Start of Material provided
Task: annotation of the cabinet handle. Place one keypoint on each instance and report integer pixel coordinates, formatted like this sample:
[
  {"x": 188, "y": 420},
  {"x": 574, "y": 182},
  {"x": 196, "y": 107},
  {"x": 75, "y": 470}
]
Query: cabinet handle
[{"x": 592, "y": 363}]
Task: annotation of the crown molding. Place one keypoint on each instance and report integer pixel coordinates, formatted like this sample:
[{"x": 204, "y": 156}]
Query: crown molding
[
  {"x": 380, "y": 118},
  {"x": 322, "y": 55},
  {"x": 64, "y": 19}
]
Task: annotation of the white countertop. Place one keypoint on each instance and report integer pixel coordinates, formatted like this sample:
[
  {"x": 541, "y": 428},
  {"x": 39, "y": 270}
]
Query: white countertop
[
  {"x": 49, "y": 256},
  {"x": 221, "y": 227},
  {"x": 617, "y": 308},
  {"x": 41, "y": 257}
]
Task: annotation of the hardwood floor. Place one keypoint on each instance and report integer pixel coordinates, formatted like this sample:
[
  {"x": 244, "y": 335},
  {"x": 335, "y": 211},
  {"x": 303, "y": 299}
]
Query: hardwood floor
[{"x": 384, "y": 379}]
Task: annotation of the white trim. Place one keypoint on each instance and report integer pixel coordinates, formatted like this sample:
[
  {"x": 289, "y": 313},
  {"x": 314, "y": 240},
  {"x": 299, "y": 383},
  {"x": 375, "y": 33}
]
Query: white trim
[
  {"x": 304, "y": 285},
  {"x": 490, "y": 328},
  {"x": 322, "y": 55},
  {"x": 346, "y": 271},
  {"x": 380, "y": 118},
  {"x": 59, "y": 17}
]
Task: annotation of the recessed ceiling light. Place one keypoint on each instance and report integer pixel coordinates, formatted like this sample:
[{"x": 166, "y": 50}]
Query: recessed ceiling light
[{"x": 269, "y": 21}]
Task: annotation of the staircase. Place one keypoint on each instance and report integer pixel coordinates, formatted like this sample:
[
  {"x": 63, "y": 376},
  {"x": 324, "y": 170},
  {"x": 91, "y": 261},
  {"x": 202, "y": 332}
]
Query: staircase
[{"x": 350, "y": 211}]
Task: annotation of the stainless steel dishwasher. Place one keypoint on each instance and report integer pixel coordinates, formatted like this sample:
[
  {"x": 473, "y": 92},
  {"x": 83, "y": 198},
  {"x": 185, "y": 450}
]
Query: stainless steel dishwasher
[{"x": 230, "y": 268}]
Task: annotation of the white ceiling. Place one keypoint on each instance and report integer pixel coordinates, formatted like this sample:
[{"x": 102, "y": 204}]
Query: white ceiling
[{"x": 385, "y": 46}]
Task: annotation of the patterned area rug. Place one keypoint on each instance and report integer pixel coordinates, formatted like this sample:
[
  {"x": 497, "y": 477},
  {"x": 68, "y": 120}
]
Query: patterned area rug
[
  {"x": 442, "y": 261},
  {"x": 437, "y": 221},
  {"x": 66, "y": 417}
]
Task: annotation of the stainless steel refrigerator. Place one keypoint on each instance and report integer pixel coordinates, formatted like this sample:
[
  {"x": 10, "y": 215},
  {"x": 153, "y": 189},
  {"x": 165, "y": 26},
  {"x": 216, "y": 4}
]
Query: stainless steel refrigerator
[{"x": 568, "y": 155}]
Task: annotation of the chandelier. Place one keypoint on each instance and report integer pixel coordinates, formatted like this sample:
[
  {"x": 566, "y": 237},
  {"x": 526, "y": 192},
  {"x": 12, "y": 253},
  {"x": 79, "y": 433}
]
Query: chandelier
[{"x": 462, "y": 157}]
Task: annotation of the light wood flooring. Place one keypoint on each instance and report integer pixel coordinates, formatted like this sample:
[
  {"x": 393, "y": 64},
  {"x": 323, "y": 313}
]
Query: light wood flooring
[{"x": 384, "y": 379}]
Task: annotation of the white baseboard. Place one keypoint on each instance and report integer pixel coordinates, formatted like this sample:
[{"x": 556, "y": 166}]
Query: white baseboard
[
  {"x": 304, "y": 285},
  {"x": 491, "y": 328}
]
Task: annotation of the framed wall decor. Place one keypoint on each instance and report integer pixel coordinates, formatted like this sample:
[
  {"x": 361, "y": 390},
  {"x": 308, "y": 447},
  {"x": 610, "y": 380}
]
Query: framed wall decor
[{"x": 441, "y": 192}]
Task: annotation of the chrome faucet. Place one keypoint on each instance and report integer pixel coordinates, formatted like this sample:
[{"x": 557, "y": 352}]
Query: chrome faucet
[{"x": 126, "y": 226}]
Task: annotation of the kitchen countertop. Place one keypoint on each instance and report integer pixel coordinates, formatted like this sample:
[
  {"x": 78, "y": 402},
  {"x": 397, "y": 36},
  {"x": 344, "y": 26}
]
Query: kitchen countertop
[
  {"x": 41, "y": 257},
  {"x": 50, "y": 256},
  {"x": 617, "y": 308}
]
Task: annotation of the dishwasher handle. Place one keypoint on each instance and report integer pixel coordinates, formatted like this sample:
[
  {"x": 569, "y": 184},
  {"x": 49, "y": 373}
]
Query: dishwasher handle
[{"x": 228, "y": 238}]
End of Material provided
Required action | An exact copy of every record above is required.

Result below |
Task: annotation of the cabinet handle. Place one keypoint on each instance and report integer pixel coordinates, formatted like this sample:
[
  {"x": 188, "y": 420},
  {"x": 574, "y": 182},
  {"x": 196, "y": 107},
  {"x": 75, "y": 470}
]
Query: cabinet handle
[{"x": 592, "y": 363}]
Task: annotation of the crown molding. Place one keypoint on each instance and report integer pixel coordinates, formatted like this sample:
[{"x": 204, "y": 156}]
Query: crown molding
[
  {"x": 380, "y": 118},
  {"x": 322, "y": 55},
  {"x": 64, "y": 19}
]
Task: annotation of the white countertop. Place one keypoint on each instance and report integer pixel coordinates, formatted like this sample:
[
  {"x": 541, "y": 428},
  {"x": 39, "y": 270}
]
Query: white countertop
[
  {"x": 49, "y": 256},
  {"x": 221, "y": 227},
  {"x": 617, "y": 308},
  {"x": 41, "y": 257}
]
Task: annotation of the hardwood floor. Place one keypoint on each instance and report integer pixel coordinates, formatted like this sample:
[
  {"x": 244, "y": 335},
  {"x": 335, "y": 211},
  {"x": 303, "y": 299}
]
Query: hardwood floor
[{"x": 384, "y": 379}]
Task: annotation of the white trim. Place one keypoint on each instance and report integer pixel coordinates, formatted like this sample:
[
  {"x": 289, "y": 313},
  {"x": 314, "y": 240},
  {"x": 299, "y": 383},
  {"x": 375, "y": 33}
]
Query: white trim
[
  {"x": 304, "y": 285},
  {"x": 490, "y": 328},
  {"x": 322, "y": 55},
  {"x": 346, "y": 271},
  {"x": 380, "y": 118},
  {"x": 59, "y": 17}
]
Task: annotation of the recessed ceiling light. Place one keypoint on each instance and report integer pixel coordinates, formatted like this sample:
[{"x": 166, "y": 50}]
Query: recessed ceiling light
[{"x": 269, "y": 21}]
Task: annotation of the staircase. Place one keypoint on each instance and report integer pixel coordinates, formatted like this sample:
[
  {"x": 63, "y": 376},
  {"x": 324, "y": 170},
  {"x": 91, "y": 261},
  {"x": 202, "y": 332}
]
Query: staircase
[{"x": 350, "y": 211}]
Task: annotation of the stainless steel dishwasher. Place one keypoint on each instance and report integer pixel coordinates, formatted like this sample:
[
  {"x": 473, "y": 92},
  {"x": 83, "y": 198},
  {"x": 185, "y": 450}
]
Query: stainless steel dishwasher
[{"x": 230, "y": 268}]
Task: annotation of the white ceiling. Place one keypoint on each instance and report integer pixel coordinates, formatted like this sample:
[{"x": 102, "y": 204}]
Query: white ceiling
[{"x": 385, "y": 46}]
Task: annotation of the patterned area rug. Place one keypoint on each instance and report integer pixel coordinates, formatted like this sample:
[
  {"x": 497, "y": 477},
  {"x": 68, "y": 120}
]
Query: patterned area rug
[
  {"x": 442, "y": 261},
  {"x": 437, "y": 221},
  {"x": 66, "y": 417}
]
Task: annotation of the stainless steel refrigerator. Place one keypoint on each instance and report integer pixel coordinates, formatted like this sample:
[
  {"x": 10, "y": 215},
  {"x": 153, "y": 189},
  {"x": 165, "y": 26},
  {"x": 216, "y": 4}
]
Query: stainless steel refrigerator
[{"x": 568, "y": 155}]
Task: annotation of the chandelier. Place one keypoint on each instance and report integer pixel coordinates, formatted like this sample:
[
  {"x": 566, "y": 237},
  {"x": 526, "y": 192},
  {"x": 12, "y": 253},
  {"x": 79, "y": 433}
]
Query: chandelier
[{"x": 462, "y": 157}]
Task: annotation of the light wood flooring. Place one keypoint on each instance and report integer pixel coordinates, formatted like this sample:
[
  {"x": 393, "y": 64},
  {"x": 323, "y": 313}
]
Query: light wood flooring
[{"x": 384, "y": 379}]
Task: annotation of the white baseboard. Place one keypoint on each instance and report integer pixel coordinates, formatted like this sample:
[{"x": 556, "y": 166}]
Query: white baseboard
[
  {"x": 304, "y": 285},
  {"x": 491, "y": 328}
]
Task: annotation of the framed wall decor. Place one keypoint on each instance and report integer pixel coordinates, formatted like this sample:
[
  {"x": 361, "y": 390},
  {"x": 308, "y": 447},
  {"x": 610, "y": 380}
]
Query: framed wall decor
[{"x": 441, "y": 192}]
Task: annotation of the chrome faucet. Place one keypoint on each instance and report integer pixel coordinates, formatted like this sample:
[{"x": 557, "y": 352}]
Query: chrome faucet
[{"x": 126, "y": 226}]
Task: annotation of the kitchen countertop. Place one keypoint on each instance and report integer pixel coordinates, formatted like this sample:
[
  {"x": 78, "y": 402},
  {"x": 397, "y": 36},
  {"x": 344, "y": 26}
]
Query: kitchen countertop
[
  {"x": 41, "y": 257},
  {"x": 50, "y": 256},
  {"x": 617, "y": 308}
]
Task: annotation of the dishwasher handle. Place one keypoint on each instance and report integer pixel coordinates, formatted like this sample:
[
  {"x": 569, "y": 184},
  {"x": 49, "y": 373}
]
Query: dishwasher handle
[{"x": 228, "y": 238}]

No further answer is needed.